TASK TO CARRY OUT: The full set of entries below needs to be written out exactly.

[Source data]
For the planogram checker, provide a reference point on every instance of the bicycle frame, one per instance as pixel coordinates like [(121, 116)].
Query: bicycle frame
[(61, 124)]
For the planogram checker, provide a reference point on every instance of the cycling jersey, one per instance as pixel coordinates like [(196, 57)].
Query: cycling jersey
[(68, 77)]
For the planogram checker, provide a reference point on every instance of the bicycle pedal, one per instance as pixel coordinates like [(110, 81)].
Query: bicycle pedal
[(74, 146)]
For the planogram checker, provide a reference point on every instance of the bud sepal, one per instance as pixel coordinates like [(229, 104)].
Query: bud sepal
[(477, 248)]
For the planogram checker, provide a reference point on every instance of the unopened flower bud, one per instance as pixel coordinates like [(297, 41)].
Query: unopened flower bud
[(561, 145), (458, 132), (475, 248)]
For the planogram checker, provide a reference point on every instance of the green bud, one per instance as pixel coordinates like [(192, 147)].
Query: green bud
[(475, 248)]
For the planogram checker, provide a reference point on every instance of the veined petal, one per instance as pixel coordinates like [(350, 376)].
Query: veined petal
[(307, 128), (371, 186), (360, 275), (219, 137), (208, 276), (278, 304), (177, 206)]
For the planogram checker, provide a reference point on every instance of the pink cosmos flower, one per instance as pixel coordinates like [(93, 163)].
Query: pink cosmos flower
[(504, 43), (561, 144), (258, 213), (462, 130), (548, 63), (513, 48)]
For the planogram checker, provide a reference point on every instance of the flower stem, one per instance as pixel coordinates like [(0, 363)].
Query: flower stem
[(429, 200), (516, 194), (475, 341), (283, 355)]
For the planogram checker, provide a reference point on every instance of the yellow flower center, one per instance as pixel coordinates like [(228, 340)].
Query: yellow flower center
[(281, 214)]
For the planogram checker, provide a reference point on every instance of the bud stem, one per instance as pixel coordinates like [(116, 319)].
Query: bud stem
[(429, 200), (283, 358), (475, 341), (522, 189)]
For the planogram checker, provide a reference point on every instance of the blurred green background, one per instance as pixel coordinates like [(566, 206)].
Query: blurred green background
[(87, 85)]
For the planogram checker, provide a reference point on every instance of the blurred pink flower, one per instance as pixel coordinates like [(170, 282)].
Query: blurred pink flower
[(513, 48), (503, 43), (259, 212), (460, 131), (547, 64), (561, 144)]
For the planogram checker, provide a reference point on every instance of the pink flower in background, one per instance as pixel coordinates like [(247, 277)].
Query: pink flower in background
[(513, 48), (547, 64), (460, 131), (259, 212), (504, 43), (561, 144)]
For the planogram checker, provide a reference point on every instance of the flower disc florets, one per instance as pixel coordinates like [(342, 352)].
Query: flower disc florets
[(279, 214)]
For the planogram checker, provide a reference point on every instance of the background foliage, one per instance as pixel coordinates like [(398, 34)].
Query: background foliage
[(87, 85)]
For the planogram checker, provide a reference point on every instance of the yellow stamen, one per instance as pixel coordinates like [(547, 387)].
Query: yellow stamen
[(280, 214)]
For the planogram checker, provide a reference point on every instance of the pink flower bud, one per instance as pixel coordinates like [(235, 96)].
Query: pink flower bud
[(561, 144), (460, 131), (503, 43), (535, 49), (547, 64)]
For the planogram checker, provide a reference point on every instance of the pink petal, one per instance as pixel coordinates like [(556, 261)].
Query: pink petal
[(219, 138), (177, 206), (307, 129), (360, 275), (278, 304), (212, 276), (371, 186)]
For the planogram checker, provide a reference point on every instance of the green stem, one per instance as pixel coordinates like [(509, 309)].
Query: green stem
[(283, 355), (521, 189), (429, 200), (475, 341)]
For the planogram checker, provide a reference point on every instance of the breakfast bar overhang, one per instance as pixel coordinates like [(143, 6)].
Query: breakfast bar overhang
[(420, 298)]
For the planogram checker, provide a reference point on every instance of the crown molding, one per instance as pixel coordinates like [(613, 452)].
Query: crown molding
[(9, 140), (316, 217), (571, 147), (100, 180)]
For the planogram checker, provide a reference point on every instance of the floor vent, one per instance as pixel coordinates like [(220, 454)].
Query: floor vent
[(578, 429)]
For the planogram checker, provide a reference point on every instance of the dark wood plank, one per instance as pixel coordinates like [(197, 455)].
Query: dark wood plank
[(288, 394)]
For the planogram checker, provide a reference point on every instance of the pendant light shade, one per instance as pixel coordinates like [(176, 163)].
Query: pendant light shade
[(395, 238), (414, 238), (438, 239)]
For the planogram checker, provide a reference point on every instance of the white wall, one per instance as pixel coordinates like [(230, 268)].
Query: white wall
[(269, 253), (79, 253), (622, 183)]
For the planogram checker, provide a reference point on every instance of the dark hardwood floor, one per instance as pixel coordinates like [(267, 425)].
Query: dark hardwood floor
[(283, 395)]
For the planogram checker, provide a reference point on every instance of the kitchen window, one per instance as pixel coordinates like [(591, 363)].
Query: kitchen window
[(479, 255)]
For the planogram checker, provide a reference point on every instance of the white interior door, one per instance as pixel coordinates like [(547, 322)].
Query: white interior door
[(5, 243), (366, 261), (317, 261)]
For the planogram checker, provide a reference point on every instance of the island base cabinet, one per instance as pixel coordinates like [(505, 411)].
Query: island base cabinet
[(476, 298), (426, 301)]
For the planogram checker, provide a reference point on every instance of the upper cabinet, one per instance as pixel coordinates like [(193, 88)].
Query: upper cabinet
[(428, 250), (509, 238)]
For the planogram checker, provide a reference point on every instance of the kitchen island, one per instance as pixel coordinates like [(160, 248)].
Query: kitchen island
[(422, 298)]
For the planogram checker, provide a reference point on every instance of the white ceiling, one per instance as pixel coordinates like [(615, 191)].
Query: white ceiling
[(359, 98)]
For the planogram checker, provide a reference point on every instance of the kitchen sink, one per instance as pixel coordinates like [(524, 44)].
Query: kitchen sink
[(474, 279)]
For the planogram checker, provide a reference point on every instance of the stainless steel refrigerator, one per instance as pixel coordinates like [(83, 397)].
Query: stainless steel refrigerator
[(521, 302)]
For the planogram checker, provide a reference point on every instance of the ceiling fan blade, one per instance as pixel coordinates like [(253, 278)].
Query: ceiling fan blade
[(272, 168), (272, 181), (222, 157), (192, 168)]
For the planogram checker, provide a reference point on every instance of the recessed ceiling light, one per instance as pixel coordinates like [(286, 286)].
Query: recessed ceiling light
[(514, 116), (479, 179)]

COMPLETED EXERCISE:
For the planogram checker, provide a reference point on every instance of the bicycle frame, one per instance as pixel coordinates like [(121, 116)].
Query: bicycle frame
[(61, 124)]
For the planogram checker, provide a reference point on every instance of the cycling jersey, one per instance as pixel coordinates like [(196, 57)].
Query: cycling jersey
[(68, 77)]
For the planogram checker, provide a reference point on every instance of the bicycle pedal, one per instance as pixel coordinates like [(110, 81)].
Query: bicycle pedal
[(74, 146)]
For the planogram checker, provide a reference point on every instance of the bud sepal, one per instance as pixel coordinates like [(229, 104)].
Query: bud sepal
[(477, 248)]
For the planogram checker, provide a reference point on every instance of the unopened flower bud, one per instance as pixel coordinates like [(297, 41)].
Query: unopened flower bud
[(561, 145), (458, 132), (475, 248)]
For the planogram checker, provide a reference point on every instance of the green bud, one per instance as pixel coordinates like [(192, 147)].
Query: green bud
[(475, 248)]
For the planogram checker, provide a reference point on every instance of the veined petal, one per instance as pixel coordinates like [(350, 376)].
Query: veined petal
[(307, 128), (371, 186), (360, 275), (219, 137), (208, 276), (278, 304), (177, 206)]
For the planogram checker, provide a reference point on every instance of the pink cosmos flower, one per instance as pixel coordinates like [(93, 163)].
Query: pink cosmos flower
[(504, 43), (561, 144), (258, 213), (462, 130), (548, 63), (513, 48)]
For the planogram checker, provide a reference point on every instance of the flower stem, one per instance as pixel coordinates like [(0, 363)].
Query: flower stem
[(429, 200), (516, 194), (475, 341), (283, 355)]
For the planogram checker, provide a reference point on every instance of the yellow flower center, one per instance as pixel coordinates like [(228, 340)].
Query: yellow flower center
[(281, 214)]
For the planogram checker, provide a reference point on every instance of the bud stem, one per instance as pixel coordinates like [(116, 319)].
Query: bud stem
[(429, 200), (283, 358), (475, 341), (522, 189)]
For the planogram checker, provide a reference point on every instance of the blurred green background, one per instance as pixel coordinates like [(566, 206)].
Query: blurred green background
[(87, 85)]
For the planogram checker, provide a reference point on every instance of the blurred pink flower, one per instance as pixel coordinates like [(170, 282)].
Query: blurred pink flower
[(513, 48), (503, 43), (259, 212), (460, 131), (547, 64), (561, 144)]
For the planogram checker, provide a reference point on every instance of the pink flower in background, one per instance as pixel coordinates like [(247, 277)].
Query: pink flower in background
[(513, 48), (547, 64), (460, 131), (259, 212), (504, 43), (561, 144)]
For the planogram checker, provide a reference point on every instance of the flower disc florets, one per instance as pixel coordinates like [(342, 352)].
Query: flower disc florets
[(279, 214)]
For the planogram checker, provide a reference point on every instance of the background foliage, one per instance as pixel coordinates like [(398, 34)].
Query: background foliage
[(87, 85)]
For the planogram checker, provide a reference point on every instance of the yellow stamen, one per instance as pixel coordinates like [(547, 387)].
Query: yellow stamen
[(280, 214)]
For the planogram checker, provide a reference point on every instance of the pink flower bud, one per instance as pixel coordinates like [(235, 96)].
Query: pink flower bud
[(561, 144), (460, 131), (503, 43), (535, 49), (547, 64)]
For the planogram checker, provide a reference point on every instance of the pink petal, one per instance as pixel coordinates like [(556, 261)].
Query: pink petal
[(219, 138), (177, 206), (307, 129), (360, 275), (278, 304), (212, 276), (371, 186)]
For the planogram checker, provide a reference point on every instance of the green stem, one per instance as pixel coordinates like [(509, 309)].
Query: green stem
[(283, 355), (521, 189), (429, 200), (475, 341)]
For the planogram checker, provide a reference point on every instance of the breakfast bar overhang, one per instance as pixel coordinates like [(143, 6)].
Query: breakfast bar overhang
[(420, 298)]
For the planogram checker, provide a reference point on every instance of the crown molding, one per instance as pixel coordinates like [(613, 452)].
Query: crown molding
[(9, 140), (316, 217), (571, 147), (100, 180)]
For the planogram checker, provide a reference point on every instance of the floor vent, one per instance as pixel coordinates like [(220, 454)].
Query: floor vent
[(578, 429)]
For the planogram checker, provide a reference point on every instance of the dark wood plank, one per instance as pixel coordinates like [(197, 455)].
Query: dark wood plank
[(288, 394)]
For the planogram checker, provide a reference point on every instance of the pendant light shade, one per instance as pixel coordinates like [(176, 163)].
Query: pendant light shade
[(395, 238), (414, 238), (438, 239)]
For the planogram checker, provide a reference point on every instance of the white wall, one per instance as pixel coordinates like [(230, 268)].
Query: white wall
[(269, 253), (79, 253), (622, 183)]
For the planogram checker, provide a reference point on every instance of the dark hardwood floor, one per instance as pixel coordinates like [(267, 425)].
Query: dark hardwood floor
[(283, 395)]
For the planogram checker, provide a reference point on every instance of the kitchen window, one per instance as pixel coordinates like [(591, 363)].
Query: kitchen window
[(479, 255)]
For the planogram checker, provide a reference point on every instance of the white interior door, one per instance as pixel coordinates like [(547, 322)].
Query: white interior door
[(5, 243), (366, 261), (317, 261)]
For the planogram checker, provide a reference point on every instance of the island base cabinet, one per instance as pixel coordinates like [(505, 411)].
Query: island base cabinet
[(476, 298), (426, 301)]
For the planogram checker, provide a reference point on every instance of the upper cabinet, one per instance as pixel coordinates like [(193, 88)].
Query: upper cabinet
[(428, 250), (509, 238)]
For the planogram checker, provide a reference point on every instance of the kitchen island, one per instance as pixel coordinates like [(160, 248)].
Query: kitchen island
[(422, 298)]
For the planogram checker, provide a reference point on every instance of the white ceiling, one per instance as pixel coordinates like [(615, 191)].
Query: white ceiling
[(359, 98)]
For the planogram checker, provide a reference point on every instance of the kitchen sink, one per instance as pixel coordinates like [(524, 44)].
Query: kitchen sink
[(474, 279)]
For the planogram checker, provide a reference point on every instance of the stainless steel refrigerator, one per instance as pixel coordinates like [(83, 397)].
Query: stainless steel refrigerator
[(521, 302)]
For the planogram checker, provide a reference point on every instance of the ceiling fan blade, one per instance as pixel coordinates like [(253, 278)].
Query: ceiling fan blade
[(272, 168), (272, 181), (222, 157), (192, 168)]
For the planogram checker, provide a reference point on every instance of the recessed ceiling light, one per instance as pixel coordinates like [(286, 286)].
Query: recessed ceiling light
[(514, 116), (479, 179)]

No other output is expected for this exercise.